─── The data

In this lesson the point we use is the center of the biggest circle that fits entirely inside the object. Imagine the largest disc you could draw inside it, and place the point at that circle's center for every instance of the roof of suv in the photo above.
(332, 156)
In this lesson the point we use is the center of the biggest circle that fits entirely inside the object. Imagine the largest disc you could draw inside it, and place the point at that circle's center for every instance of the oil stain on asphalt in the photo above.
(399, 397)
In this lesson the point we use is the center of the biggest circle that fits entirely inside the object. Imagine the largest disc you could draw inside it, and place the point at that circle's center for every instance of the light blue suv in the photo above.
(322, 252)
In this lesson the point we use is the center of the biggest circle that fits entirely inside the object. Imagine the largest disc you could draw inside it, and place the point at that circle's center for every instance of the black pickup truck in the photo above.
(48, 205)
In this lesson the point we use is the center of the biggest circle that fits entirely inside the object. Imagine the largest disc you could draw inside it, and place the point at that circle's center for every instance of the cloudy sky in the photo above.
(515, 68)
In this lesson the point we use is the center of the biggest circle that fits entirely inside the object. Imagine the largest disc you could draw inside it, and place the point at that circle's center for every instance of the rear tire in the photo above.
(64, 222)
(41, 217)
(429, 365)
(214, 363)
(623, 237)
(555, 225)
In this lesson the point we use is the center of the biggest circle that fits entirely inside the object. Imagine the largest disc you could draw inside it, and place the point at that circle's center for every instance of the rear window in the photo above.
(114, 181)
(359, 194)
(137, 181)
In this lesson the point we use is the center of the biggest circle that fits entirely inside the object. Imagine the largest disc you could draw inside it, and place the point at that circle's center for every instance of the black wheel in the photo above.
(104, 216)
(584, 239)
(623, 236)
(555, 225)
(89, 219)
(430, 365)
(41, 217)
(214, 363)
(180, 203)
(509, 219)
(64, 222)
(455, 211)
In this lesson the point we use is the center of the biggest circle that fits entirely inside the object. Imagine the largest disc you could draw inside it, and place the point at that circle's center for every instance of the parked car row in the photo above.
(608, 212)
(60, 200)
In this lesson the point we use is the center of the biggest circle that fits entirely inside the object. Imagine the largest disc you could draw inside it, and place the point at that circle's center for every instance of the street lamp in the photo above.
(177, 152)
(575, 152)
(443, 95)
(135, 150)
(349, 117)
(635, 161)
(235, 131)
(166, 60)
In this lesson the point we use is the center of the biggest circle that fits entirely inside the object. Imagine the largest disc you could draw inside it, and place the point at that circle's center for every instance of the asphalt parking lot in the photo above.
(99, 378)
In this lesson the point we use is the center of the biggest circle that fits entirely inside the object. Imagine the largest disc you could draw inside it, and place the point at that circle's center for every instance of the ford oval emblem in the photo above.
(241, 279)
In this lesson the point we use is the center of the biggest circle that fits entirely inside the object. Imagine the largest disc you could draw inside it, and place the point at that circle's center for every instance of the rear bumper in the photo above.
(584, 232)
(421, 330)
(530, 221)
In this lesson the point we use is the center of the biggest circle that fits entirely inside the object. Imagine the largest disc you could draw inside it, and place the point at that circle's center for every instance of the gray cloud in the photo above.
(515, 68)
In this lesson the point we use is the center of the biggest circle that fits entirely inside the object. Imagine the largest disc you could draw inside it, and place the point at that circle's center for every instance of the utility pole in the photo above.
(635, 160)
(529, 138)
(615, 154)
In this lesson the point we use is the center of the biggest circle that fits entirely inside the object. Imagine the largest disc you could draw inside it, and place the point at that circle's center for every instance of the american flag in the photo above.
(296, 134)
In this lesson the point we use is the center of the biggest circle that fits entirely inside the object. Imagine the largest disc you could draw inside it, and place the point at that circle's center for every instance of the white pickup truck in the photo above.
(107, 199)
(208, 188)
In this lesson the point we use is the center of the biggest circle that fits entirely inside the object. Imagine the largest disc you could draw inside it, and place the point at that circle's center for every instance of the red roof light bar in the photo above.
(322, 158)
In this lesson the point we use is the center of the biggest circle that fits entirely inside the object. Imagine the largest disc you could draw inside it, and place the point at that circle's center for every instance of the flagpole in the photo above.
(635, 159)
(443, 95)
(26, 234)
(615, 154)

──────
─── The data

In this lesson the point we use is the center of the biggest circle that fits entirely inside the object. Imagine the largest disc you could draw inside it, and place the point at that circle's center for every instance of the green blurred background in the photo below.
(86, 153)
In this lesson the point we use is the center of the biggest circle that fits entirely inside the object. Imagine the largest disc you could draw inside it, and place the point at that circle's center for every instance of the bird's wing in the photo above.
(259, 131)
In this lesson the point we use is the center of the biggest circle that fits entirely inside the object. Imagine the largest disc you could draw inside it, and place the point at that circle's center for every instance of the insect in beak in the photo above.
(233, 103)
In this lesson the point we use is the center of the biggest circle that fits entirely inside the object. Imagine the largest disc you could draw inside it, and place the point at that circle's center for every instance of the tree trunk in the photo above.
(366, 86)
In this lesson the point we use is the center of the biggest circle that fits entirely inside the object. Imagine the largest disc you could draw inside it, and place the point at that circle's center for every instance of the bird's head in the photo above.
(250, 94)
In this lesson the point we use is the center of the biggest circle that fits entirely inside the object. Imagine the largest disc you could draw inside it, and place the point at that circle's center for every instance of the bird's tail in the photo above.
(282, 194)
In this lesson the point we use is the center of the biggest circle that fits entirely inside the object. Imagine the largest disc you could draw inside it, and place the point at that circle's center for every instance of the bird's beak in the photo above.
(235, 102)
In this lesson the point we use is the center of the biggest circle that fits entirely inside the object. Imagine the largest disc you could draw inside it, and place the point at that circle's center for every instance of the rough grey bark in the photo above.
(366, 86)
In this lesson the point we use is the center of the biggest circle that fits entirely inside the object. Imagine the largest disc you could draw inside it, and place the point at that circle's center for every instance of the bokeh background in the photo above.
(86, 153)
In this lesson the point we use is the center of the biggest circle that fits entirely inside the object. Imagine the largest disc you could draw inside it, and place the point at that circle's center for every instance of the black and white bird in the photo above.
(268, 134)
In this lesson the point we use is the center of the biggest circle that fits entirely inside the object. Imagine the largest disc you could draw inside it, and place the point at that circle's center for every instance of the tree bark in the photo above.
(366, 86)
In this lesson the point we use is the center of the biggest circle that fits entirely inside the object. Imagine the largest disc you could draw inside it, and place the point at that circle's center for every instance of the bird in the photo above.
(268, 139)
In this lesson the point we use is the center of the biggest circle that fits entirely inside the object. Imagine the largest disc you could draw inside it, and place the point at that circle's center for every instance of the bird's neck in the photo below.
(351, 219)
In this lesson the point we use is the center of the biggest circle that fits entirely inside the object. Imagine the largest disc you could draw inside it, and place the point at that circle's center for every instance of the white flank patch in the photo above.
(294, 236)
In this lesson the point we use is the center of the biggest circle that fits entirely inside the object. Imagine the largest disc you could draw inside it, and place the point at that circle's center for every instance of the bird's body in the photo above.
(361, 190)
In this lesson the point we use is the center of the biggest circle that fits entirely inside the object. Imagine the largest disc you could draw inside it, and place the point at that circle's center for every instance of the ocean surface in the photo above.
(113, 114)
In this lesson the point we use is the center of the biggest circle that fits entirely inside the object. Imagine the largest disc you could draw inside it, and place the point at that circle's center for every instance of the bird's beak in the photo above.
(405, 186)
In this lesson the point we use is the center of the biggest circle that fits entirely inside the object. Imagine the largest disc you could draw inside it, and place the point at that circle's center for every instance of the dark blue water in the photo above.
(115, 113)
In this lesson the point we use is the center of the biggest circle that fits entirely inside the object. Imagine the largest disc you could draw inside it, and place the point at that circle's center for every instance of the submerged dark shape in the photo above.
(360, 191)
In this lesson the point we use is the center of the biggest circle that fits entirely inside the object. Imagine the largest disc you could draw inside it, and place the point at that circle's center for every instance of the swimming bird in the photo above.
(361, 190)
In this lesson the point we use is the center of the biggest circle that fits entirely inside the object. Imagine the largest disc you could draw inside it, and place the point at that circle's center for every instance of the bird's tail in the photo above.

──────
─── The data

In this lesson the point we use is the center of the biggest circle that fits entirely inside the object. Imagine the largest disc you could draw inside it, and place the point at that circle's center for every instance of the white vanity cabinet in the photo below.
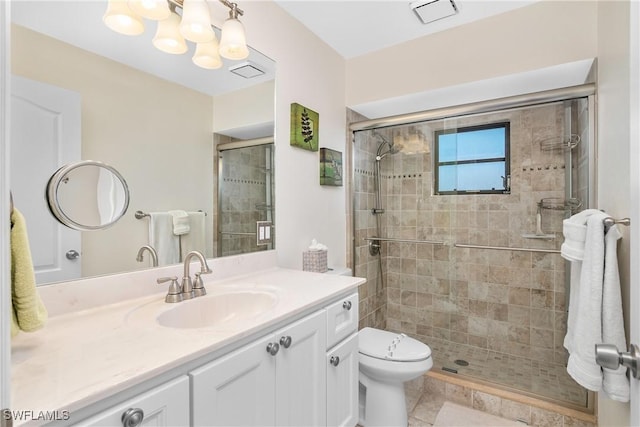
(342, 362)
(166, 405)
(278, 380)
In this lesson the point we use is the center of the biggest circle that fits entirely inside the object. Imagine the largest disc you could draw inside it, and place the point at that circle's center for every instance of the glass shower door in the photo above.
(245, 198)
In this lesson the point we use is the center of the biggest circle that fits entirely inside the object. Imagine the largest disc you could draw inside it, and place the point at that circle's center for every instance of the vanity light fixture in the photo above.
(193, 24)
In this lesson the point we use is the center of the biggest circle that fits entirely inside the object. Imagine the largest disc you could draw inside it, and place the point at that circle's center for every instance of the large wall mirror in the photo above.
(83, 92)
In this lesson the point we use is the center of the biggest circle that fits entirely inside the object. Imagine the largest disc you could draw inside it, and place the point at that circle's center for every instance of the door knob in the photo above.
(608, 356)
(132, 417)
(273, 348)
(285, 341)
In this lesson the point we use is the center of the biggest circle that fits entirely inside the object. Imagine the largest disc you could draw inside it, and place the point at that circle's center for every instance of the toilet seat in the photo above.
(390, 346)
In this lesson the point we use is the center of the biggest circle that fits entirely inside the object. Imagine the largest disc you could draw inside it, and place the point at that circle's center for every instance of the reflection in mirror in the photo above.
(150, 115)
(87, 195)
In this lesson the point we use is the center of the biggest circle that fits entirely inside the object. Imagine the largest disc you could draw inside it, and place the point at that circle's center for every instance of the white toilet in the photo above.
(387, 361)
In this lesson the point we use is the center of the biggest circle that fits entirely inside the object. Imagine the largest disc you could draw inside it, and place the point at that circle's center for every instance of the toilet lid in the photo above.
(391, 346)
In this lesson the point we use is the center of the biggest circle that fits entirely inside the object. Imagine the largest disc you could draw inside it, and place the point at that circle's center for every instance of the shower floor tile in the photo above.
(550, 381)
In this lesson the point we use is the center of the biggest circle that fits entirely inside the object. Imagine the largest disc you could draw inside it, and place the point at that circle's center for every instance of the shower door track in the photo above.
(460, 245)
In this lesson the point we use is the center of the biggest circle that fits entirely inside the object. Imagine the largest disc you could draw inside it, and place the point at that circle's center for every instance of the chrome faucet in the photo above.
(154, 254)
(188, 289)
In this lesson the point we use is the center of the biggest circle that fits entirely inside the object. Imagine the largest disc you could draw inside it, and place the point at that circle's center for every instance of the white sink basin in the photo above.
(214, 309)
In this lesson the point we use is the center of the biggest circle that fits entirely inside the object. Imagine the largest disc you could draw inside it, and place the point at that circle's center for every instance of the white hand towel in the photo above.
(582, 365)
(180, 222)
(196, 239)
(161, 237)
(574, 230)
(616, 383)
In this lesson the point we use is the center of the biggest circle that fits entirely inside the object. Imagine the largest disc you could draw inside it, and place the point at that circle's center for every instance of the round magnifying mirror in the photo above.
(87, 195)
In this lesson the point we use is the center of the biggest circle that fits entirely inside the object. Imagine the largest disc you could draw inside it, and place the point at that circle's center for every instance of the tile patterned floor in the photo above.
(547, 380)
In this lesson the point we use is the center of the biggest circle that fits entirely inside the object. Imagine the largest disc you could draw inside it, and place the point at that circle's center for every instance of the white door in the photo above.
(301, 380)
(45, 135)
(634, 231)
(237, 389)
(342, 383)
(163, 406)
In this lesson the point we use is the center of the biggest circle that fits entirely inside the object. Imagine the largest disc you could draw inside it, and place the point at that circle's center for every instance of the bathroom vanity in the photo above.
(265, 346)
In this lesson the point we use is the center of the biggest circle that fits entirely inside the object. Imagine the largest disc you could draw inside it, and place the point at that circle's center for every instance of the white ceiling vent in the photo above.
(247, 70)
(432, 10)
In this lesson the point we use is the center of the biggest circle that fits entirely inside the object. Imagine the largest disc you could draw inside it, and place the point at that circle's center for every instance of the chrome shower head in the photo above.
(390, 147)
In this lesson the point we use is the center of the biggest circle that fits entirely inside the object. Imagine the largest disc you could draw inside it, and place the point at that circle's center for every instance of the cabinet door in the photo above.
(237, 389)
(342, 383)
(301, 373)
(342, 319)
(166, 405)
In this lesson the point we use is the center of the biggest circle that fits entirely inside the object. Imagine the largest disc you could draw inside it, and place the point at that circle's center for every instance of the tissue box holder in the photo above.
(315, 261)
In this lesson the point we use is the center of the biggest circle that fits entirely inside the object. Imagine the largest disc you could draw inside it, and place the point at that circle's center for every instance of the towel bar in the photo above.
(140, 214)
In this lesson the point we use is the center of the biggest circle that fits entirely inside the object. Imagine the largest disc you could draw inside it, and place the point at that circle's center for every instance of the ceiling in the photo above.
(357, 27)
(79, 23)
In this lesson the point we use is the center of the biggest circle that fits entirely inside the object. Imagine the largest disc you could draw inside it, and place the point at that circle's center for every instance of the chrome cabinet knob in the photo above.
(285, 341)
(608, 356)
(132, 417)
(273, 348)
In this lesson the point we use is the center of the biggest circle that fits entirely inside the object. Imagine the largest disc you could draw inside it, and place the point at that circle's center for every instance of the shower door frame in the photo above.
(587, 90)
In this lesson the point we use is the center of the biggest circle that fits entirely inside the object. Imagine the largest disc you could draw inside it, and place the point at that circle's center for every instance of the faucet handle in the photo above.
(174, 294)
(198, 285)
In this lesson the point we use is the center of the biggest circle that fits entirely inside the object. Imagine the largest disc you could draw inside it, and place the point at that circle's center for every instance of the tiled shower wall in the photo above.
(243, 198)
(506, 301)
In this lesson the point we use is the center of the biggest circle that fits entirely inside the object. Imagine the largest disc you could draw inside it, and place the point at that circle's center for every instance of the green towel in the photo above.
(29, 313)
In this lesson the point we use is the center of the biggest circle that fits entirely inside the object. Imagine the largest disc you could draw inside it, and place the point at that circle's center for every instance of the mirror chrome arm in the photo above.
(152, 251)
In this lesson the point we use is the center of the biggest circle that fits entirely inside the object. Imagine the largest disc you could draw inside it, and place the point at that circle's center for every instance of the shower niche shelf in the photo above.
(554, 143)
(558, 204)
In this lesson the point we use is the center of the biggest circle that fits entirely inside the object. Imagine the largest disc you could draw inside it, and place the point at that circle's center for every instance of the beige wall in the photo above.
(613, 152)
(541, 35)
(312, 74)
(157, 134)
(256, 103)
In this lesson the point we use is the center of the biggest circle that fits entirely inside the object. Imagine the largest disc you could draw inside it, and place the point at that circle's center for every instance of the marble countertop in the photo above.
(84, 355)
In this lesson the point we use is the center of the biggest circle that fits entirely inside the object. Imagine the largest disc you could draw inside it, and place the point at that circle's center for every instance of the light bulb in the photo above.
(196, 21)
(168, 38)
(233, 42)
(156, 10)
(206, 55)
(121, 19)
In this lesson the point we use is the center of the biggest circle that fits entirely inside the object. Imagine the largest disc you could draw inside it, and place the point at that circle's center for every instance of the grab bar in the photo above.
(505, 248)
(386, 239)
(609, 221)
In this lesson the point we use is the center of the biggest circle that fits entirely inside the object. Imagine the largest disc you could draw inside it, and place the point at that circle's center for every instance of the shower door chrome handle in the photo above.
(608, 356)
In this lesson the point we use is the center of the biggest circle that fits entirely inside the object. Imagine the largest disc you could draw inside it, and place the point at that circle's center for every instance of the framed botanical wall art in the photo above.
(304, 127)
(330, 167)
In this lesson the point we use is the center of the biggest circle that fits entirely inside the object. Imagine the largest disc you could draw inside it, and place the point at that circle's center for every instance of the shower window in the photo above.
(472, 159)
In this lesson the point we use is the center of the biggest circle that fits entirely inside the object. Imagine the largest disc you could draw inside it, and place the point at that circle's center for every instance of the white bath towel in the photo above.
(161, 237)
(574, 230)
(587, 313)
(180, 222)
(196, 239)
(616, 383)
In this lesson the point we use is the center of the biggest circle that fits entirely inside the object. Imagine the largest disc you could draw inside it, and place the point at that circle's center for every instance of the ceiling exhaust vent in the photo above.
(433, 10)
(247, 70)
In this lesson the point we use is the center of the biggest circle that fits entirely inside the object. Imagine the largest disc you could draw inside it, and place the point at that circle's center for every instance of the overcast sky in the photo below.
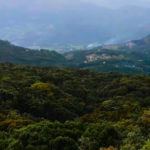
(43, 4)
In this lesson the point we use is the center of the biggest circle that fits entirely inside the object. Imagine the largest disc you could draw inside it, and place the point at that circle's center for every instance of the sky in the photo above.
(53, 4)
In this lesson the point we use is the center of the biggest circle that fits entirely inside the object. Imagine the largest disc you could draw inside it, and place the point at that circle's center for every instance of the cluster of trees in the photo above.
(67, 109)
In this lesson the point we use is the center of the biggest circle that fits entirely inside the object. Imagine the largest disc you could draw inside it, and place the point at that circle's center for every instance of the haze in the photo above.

──────

▸ Problem requirements
Set down word for word the lines above from the one with "sky in the photo below." up to and including the one with "haze in the photo above.". Omit every picture.

▸ Finished task
In this lesson the point we use is the center of the biggest circle that fits entirely inside the object. Imagine the largest disc you could draw inside it, and place the point at that circle's center for every instance of the overcast sky in the photo below.
(43, 4)
In this lesson the point we use is the center of the biggest circle that fits entirely inside the object. Imagine the largest disc you could draw inside it, and place the point at that circle's center for every instance of the sky in the photo above.
(53, 4)
In this lesson the point we use is the center of the biggest circle that fits entirely inside the object. Imagine the largest disc you could draw inside it, and place the point at that circle's center for every instance of the cluster of trees in the photo above.
(67, 109)
In this lesson the point we use is the center of the biggest circle that fits entirely inside the object. Imagine the largest disc you could draw inside it, and place the point at that circle's center for every instance of the haze in the photo above.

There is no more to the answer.